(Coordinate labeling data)
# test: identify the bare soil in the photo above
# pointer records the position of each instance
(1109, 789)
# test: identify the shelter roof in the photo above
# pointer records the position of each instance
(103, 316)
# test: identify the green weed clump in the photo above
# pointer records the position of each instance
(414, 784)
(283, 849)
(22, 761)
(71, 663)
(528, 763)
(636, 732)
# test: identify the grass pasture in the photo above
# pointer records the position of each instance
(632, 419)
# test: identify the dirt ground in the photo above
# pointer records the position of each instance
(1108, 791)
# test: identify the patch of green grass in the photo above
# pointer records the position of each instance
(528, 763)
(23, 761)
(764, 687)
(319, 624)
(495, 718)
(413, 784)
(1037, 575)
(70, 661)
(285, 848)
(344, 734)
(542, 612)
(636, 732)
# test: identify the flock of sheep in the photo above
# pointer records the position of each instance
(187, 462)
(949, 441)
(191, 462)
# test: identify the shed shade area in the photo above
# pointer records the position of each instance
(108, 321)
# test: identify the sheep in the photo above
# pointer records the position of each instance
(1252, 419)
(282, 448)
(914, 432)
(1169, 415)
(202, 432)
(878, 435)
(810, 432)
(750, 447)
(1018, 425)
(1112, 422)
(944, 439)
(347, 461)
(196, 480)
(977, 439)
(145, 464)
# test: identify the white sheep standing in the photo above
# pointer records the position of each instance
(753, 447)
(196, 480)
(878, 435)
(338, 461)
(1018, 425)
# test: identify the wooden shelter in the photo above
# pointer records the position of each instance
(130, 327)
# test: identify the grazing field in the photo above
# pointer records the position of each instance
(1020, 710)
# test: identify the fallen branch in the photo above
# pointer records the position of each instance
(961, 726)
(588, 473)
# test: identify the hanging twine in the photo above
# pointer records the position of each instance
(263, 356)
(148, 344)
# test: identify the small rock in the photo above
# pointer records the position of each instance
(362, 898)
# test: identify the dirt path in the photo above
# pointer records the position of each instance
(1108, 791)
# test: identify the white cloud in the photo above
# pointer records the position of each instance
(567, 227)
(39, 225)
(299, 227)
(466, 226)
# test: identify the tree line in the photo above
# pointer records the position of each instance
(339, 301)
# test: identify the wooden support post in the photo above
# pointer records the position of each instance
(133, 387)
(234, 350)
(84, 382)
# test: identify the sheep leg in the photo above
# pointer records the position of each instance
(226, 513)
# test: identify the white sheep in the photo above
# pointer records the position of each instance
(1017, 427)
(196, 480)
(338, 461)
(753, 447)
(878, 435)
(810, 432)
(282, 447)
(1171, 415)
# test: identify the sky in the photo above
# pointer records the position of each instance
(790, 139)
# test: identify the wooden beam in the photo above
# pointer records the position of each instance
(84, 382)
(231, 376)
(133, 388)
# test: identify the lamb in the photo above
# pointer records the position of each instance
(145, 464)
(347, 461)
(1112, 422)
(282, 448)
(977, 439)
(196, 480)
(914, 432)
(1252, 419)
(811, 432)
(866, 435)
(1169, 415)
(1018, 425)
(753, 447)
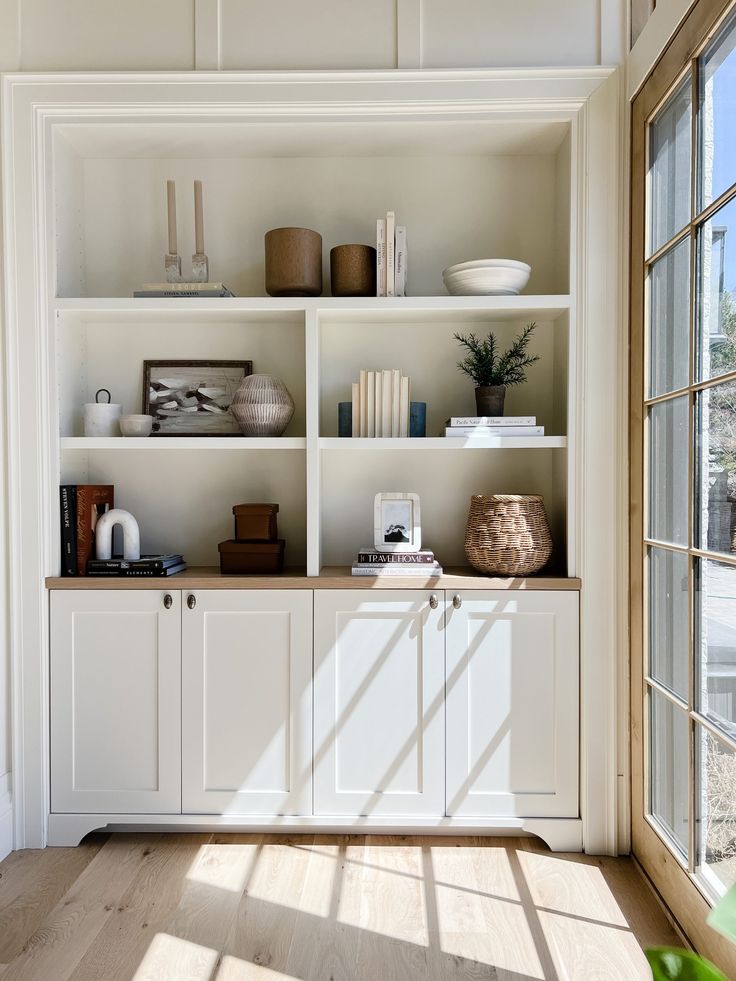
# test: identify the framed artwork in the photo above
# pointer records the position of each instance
(396, 523)
(192, 398)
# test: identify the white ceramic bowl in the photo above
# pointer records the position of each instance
(486, 277)
(136, 425)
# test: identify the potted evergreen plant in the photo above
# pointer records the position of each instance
(493, 373)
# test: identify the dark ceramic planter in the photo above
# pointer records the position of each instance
(489, 400)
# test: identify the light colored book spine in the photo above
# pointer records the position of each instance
(404, 407)
(356, 409)
(400, 263)
(363, 383)
(390, 253)
(371, 404)
(396, 402)
(386, 402)
(381, 257)
(466, 421)
(379, 403)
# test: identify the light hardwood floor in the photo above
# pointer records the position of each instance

● PROBLEM REQUIREMENTS
Write out all the records again, swapping "identify" for "locate" everywhere and changing nothing else. Leave the pictures out of your answer.

● EXPECTED OUTPUT
# test: locate the bare soil in the photo above
# pointer records the position of each instance
(1109, 789)
# test: locate the shelter roof in the photo above
# pointer records the position of each instance
(103, 316)
# test: locate the green weed clump in the photo above
# pointer records the position of each instance
(414, 784)
(283, 849)
(22, 761)
(71, 663)
(528, 763)
(636, 732)
# test: locate the grass pasture in the photo above
# pointer records the position of each instance
(632, 419)
# test: locate the dirt ground in the photo above
# pointer records the position of each instance
(1108, 791)
# test: locate the patch of green grass in the photo above
# pointer records the position of each instance
(528, 763)
(23, 761)
(764, 687)
(319, 624)
(495, 718)
(413, 784)
(1037, 575)
(70, 661)
(285, 848)
(344, 734)
(542, 612)
(636, 732)
# test: locate the flock of sheep in the photo above
# pointer records the position of each instance
(187, 462)
(949, 441)
(191, 462)
# test: locate the shed shade area in the photo above
# pointer records the position of each instance
(108, 321)
# test: locate the sheep in the photo above
# pointer records the position of each instance
(1252, 419)
(282, 448)
(914, 432)
(1169, 415)
(202, 432)
(878, 435)
(810, 432)
(750, 447)
(1018, 425)
(1112, 422)
(944, 439)
(347, 461)
(196, 480)
(977, 439)
(145, 464)
# test: locate the white sheep standing in the photo above
# pointer records the position of each instance
(753, 447)
(196, 480)
(878, 435)
(338, 461)
(1018, 425)
# test: locate the wooden shelter in the photo above
# pointer records the position of each instance
(130, 327)
# test: locate the grazing field in the photo above
# pointer records the position of each instance
(1020, 710)
# test: locate the fallen branch in the photo above
# pointer records the position of each instance
(961, 726)
(588, 473)
# test: locate the hanging twine in the photo above
# pointer records the position of each instance
(263, 356)
(148, 344)
# test: locate the small rock in the photo above
# pointer records the position of each instance
(362, 898)
# test: locate the dirt path in the photo above
# pointer records the position of each instance
(1108, 791)
# test: locate the white cloud in the photo above
# pointer records the position of each instance
(567, 227)
(39, 225)
(299, 227)
(466, 226)
# test: locate the tree line in the photo above
# pointer records the position of each instance
(339, 301)
# test: locate the wooden support post in the photo above
# pointer records the position of each instance
(133, 387)
(234, 350)
(84, 382)
# test: locate the sheep leg in the photo above
# pointer records the position of each instance
(226, 513)
# test: locate the white sheep in the photo above
# pointer records the position of each instance
(1017, 427)
(196, 480)
(338, 461)
(753, 447)
(878, 435)
(810, 432)
(282, 447)
(1171, 415)
# test: locate the sky in the photo above
# pointer records the position of each instance
(790, 139)
# test: locate the wooden beam in the photo above
# pointer records the position of each instance
(84, 382)
(231, 376)
(133, 388)
# test: locate the lamb in the photo above
# pointer records the position of each instance
(145, 464)
(347, 461)
(1112, 422)
(282, 448)
(977, 439)
(196, 480)
(914, 432)
(1252, 419)
(811, 432)
(866, 435)
(1169, 415)
(1018, 425)
(753, 447)
# test: locate the framed artwork in the photo above
# pointer records the position of each instance
(396, 523)
(192, 398)
# test: locate the white ceramic bowl in the photo above
# pointer records the position of each instance
(486, 277)
(136, 425)
# test: locate the potted evergreen plant in the photo above
# pointer records the position of each instance
(493, 373)
# test: locate the dark ceramic planter in the photo above
# pointer records the position of each instance
(489, 400)
# test: locate the light colored book spine in the photo above
# pointer records the position of each instance
(404, 407)
(356, 409)
(400, 263)
(363, 383)
(390, 253)
(371, 404)
(396, 402)
(386, 402)
(381, 257)
(466, 421)
(379, 403)
# test: locate the light hardwood floor in the photo above
# pointer records the position of each instance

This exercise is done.